BEGIN DATA FOR THIS TASK

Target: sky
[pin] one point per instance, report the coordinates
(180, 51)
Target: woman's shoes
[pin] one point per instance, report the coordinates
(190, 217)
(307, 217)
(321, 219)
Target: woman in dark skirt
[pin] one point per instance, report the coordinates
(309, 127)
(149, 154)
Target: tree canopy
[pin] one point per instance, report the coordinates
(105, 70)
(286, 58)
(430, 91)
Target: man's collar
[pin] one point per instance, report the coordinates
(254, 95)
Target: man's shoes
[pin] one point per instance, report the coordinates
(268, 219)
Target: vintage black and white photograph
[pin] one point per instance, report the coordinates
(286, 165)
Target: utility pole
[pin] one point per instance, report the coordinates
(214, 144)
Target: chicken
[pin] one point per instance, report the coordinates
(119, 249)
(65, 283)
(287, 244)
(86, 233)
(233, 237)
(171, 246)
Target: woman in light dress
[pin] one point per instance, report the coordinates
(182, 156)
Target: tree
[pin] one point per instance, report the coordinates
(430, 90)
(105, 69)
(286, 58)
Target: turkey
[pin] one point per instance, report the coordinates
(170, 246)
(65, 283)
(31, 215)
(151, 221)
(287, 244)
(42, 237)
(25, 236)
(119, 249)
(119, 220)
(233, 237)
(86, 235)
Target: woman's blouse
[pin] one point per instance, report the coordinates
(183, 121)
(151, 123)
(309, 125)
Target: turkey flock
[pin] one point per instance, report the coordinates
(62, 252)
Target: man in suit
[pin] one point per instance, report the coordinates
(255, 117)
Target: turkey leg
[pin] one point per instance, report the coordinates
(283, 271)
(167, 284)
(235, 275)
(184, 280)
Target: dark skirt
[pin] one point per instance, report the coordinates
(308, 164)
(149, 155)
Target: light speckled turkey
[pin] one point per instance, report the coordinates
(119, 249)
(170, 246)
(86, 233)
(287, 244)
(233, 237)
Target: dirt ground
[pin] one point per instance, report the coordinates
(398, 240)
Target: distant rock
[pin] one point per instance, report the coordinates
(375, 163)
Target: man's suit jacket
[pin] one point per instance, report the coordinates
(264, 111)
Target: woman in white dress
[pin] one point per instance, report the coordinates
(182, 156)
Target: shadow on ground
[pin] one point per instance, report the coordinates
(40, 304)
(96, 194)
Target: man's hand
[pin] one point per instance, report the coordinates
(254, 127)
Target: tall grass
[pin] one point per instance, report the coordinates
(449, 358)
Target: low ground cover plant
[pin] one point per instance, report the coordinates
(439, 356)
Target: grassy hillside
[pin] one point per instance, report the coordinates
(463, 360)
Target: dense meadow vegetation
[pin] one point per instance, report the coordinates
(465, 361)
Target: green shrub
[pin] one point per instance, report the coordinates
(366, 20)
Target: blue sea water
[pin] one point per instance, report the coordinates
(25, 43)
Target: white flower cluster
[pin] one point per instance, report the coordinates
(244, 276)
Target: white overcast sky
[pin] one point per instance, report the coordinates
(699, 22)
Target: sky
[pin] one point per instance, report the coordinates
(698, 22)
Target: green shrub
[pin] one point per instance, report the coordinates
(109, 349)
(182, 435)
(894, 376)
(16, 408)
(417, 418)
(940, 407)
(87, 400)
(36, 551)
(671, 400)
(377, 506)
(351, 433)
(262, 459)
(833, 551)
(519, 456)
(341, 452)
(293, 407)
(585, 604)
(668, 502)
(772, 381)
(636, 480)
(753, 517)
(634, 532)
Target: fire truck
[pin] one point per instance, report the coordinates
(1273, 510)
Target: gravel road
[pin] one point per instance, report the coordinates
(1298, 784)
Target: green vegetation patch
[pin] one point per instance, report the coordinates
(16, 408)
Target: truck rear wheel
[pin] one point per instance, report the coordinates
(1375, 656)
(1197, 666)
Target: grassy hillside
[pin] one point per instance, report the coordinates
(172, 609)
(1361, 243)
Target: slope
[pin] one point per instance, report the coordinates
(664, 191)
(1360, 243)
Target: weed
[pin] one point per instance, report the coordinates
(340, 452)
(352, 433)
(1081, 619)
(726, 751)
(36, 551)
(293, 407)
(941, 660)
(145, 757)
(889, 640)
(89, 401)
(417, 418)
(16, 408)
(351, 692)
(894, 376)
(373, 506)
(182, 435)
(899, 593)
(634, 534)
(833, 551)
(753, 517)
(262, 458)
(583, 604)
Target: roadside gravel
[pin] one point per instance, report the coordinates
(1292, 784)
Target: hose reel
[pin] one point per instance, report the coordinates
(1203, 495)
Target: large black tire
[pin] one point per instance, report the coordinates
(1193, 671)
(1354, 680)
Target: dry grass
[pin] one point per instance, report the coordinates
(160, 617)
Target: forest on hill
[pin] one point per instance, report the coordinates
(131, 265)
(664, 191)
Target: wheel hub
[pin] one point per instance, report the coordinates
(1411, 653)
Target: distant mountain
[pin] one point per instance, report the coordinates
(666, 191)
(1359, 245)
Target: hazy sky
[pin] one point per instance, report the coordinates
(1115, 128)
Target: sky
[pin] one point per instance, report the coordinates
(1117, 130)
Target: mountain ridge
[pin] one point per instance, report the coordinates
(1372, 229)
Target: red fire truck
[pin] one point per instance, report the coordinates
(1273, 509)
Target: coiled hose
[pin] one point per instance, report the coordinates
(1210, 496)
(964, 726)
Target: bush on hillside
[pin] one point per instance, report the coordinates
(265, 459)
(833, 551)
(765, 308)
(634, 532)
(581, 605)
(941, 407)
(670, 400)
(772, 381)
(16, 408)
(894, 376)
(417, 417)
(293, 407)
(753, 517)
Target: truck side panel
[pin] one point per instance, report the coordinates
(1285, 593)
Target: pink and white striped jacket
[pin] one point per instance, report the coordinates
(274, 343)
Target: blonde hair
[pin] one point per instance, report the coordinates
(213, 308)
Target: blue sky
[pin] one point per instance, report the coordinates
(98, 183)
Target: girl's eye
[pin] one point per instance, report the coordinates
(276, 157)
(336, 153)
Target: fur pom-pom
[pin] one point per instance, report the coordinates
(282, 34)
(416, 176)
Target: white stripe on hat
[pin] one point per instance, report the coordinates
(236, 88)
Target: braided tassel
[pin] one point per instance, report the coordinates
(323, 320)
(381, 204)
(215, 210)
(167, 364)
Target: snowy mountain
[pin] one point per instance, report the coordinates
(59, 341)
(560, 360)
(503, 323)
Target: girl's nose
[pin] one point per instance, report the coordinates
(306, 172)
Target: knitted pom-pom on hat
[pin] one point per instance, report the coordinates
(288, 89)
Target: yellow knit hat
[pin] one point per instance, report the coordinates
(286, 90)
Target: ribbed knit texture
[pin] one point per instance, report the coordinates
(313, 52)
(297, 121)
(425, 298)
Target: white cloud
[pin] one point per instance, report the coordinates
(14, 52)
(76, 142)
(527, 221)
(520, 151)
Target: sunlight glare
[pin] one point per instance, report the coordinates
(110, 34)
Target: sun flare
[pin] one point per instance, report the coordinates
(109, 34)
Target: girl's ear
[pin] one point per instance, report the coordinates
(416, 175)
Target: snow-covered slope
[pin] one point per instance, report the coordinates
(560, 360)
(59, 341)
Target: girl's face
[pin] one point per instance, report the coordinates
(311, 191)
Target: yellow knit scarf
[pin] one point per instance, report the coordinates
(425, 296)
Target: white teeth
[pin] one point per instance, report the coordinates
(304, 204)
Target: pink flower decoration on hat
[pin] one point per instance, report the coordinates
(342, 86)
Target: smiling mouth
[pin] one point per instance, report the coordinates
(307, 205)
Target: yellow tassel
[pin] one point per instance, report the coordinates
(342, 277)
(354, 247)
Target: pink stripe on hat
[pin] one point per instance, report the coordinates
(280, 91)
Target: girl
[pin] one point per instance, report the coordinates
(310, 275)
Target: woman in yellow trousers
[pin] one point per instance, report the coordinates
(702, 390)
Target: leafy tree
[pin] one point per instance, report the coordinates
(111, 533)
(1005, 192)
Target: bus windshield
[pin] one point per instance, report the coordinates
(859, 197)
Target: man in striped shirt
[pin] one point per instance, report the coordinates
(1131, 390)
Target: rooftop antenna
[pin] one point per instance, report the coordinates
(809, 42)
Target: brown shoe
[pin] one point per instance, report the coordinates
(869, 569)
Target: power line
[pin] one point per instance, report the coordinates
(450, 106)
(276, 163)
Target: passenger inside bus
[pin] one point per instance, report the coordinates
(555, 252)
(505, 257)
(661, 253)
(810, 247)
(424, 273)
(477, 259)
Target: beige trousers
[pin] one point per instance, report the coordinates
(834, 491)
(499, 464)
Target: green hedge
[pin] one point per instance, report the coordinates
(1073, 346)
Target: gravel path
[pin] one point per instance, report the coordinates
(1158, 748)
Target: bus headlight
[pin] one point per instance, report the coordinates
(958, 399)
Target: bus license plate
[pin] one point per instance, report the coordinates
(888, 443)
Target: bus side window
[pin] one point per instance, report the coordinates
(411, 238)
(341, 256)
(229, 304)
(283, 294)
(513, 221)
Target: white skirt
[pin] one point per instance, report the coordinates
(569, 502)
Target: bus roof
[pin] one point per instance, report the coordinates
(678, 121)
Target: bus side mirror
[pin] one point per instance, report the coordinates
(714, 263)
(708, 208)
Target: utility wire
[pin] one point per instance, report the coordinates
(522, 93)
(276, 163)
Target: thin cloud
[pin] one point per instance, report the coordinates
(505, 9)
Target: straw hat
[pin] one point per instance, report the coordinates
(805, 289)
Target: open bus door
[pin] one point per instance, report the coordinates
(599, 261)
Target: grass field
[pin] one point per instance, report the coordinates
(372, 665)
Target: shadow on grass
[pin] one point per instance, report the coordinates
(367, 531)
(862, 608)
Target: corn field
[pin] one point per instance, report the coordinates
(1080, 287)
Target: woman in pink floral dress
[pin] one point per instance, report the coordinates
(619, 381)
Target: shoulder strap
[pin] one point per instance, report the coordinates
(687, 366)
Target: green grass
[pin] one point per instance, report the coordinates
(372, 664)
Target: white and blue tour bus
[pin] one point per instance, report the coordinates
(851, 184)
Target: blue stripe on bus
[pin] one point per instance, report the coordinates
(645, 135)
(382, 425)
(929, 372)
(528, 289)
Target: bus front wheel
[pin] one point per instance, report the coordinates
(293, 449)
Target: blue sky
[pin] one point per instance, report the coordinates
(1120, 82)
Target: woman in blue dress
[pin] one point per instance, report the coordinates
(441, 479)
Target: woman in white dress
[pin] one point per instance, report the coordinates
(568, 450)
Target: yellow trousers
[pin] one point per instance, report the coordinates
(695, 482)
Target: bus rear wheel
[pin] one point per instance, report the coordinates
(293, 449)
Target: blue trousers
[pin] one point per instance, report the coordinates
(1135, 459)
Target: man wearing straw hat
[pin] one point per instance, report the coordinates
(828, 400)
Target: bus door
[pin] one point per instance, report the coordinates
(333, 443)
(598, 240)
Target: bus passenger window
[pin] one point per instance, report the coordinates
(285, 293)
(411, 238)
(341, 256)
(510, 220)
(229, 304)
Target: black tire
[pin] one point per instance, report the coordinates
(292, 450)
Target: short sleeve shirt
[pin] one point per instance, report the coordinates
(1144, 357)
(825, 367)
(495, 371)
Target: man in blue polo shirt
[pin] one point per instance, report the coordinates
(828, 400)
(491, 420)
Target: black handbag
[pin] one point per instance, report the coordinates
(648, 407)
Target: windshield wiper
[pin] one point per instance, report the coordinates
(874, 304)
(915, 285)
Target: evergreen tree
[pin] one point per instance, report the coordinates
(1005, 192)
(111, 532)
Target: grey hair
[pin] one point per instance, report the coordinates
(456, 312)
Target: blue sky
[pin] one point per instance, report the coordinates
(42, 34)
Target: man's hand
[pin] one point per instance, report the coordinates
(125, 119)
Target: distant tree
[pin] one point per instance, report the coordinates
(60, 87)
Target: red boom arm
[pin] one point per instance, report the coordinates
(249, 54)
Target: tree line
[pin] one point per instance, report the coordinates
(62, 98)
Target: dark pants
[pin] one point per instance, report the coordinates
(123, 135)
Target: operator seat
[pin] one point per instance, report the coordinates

END DATA FOR THIS TASK

§ **WHAT IS REQUIRED**: Starting at the line containing "Target: dry grass" and stopping after the line containing "(1411, 653)", rename "Target" to "Object" and reproduce those lines with nothing else changed.

§ **THE ANSWER**:
Object: dry grass
[pin] one point per instance, report the coordinates
(160, 617)
Object: forest on hill
[pin] one point per instance, report the coordinates
(131, 265)
(664, 191)
Object: wheel hub
[pin] one point per instance, report the coordinates
(1411, 653)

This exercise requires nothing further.